From 2013 – 2017, the NYCU center started a research project, “International Center of Excellence in Advanced Heterogeneous Integration of Green Electronics Research – iRICE,” funded by the Ministry of Science and Technology in Taiwan. It aims to develop advanced semiconductor-related technologies to meet future post–Silicon and More–Moore era technology demands. To enhance global competitiveness, this center was established between NYCU – Taiwan and UC Berkeley EECS – USA, based on their long-term solid foundations of research and strength in the semiconductor field. The goal was to establish a world-class nanoelectronics research center in Taiwan. In addition, companies such as TSMC, Applied Materials, Entegris, and Panasonic have joined and co-sponsored the research activities.
Since 2018, NYCU established the Center for Semiconductor Technology Research to bring together cross-disciplinary talents, combined with the Taiwan Semiconductor Research Institute and the Synchrotron Radiation Center, closely cooperated with TSMC to jointly solve technical bottlenecks facing semiconductor devices with extreme scaling. The research topics are divided into five major topics, namely monolithic stacked devices and circuits, negative capacitance transistor technology, two-dimensional semiconductor devices and materials, low-impedance interconnect and contact resistance technology, and III–V based transistor technology for high-speed and high-frequency applications. In this program, CSD Lab will develop InGaAs FinFET with high cut-off frequency (ft) up to terahertz for high-frequency and high-bandwidth communication applications to meet future IoT and 5G applications. In addition, an integrated process of GaN drain FinFETs is under development targeting high-frequency FinFET with high breakdown voltage.

### REQUIRED ACTIONS
**A)** Can you write out, word for word, the stretch of the NYCU semiconductor research passage from "From 2013 –" through "the research activities."?
**B)** Could you carry on the NYCU semiconductor research passage from where it stops?

(Detection examples)
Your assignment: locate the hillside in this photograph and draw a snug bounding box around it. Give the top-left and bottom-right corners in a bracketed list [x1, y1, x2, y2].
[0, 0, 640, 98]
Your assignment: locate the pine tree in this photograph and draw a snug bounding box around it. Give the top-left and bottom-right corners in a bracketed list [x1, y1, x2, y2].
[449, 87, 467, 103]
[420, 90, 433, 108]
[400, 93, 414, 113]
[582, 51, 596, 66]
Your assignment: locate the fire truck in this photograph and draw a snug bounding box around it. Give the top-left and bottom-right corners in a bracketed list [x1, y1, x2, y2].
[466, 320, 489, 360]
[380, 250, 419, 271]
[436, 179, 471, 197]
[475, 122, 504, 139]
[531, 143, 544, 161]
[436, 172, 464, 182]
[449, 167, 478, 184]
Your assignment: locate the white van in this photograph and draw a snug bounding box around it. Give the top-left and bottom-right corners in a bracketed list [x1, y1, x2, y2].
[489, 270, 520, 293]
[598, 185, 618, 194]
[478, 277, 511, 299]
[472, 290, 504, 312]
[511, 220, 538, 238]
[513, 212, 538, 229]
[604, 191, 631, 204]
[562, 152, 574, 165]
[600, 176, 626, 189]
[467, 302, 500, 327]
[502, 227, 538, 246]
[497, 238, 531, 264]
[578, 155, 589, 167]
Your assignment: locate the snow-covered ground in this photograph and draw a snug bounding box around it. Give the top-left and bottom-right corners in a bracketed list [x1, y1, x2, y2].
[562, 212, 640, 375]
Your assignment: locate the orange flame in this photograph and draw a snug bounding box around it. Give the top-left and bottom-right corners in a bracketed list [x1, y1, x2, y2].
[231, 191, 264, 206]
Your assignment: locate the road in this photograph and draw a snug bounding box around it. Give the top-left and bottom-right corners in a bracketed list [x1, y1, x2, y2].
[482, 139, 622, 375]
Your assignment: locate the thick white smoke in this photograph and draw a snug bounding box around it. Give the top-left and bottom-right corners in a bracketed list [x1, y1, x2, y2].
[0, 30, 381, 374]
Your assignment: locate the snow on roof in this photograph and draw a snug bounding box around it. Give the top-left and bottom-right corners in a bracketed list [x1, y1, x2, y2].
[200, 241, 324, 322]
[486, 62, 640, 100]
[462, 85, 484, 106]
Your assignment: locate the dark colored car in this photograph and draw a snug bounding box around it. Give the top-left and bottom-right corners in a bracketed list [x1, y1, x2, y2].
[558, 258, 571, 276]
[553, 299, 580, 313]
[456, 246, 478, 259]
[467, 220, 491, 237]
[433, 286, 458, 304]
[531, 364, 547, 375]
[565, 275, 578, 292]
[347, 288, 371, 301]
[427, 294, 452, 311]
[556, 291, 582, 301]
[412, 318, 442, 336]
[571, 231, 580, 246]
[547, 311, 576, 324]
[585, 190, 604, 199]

### RESPONSES
**A)**
From 2013 – 2017, the NYCU center started a research project, “International Center of Excellence in Advanced Heterogeneous Integration of Green Electronics Research – iRICE,” funded by the Ministry of Science and Technology in Taiwan. It aims to develop advanced semiconductor-related technologies to meet future post–Silicon and More–Moore era technology demands. To enhance global competitiveness, this center was established between NYCU – Taiwan and UC Berkeley EECS – USA, based on their long-term solid foundations of research and strength in the semiconductor field. The goal was to establish a world-class nanoelectronics research center in Taiwan. In addition, companies such as TSMC, Applied Materials, Entegris, and Panasonic have joined and co-sponsored the research activities.

**B)**
Another project in progress for CSD Lab is to develop a lighter, longer-distance, faster and safer LiDAR for EV applications. This project cooperates with Foxconn Corporation to develop a LiDAR system with high reliability and low cost for self-driving cars. To achieve the targets of a more extended range and faster plan, the team intends to develop a new high frequency, high current gallium nitride high electron mobility transistors (GaN HEMTs) laser drive integrated with the aforementioned new surface emitting laser chip into a new LiDAR laser light source chip assembly using a flip-chip technique. By using GaN HEMTs to generate high-current and high-speed pulses, LiDAR can achieve higher resolution and longer distances. The ultra-small size of GaN HEMT also makes it the best driving element for lightweight LiDAR applications. In this research project, the CSD team will demonstrate a high-quality beam with a narrow exit angle. This LiDAR light source chipset can also be used in optical digital instruments and electro-optical switches developed by CSD – NYCU to integrate optical, electronic, and mechanical components to ensure good optical and electronic characteristics to meet the demands of extremely light, long distances, faster and safer requirements.
Prof. Edward Yi Chang has been very active in cooperating with leading international institutes, and the cooperation partners include labs from UC Berkeley (USA), Virginia Tech (USA), MIT (USA), TIT (Japan), NTT (Japan), IMEC (Belgium), and Chalmers University (Sweden). The results have been disseminated in high-quality publications. The key findings from these collaborations have resulted in successful technology transfer, which acts as another driving force for developing advanced III-V semiconductor devices in 5G/6G and EV applications. CSD Research Lab is very well equipped with all the necessary tools for III–V hetero-structure product development and has excellent relationships and records with government agencies and industrial partners through successful product development and technology transfers. Researchers at CSD Research Lab look forward to further cooperation with pioneering semiconductor industries and top universities around the world.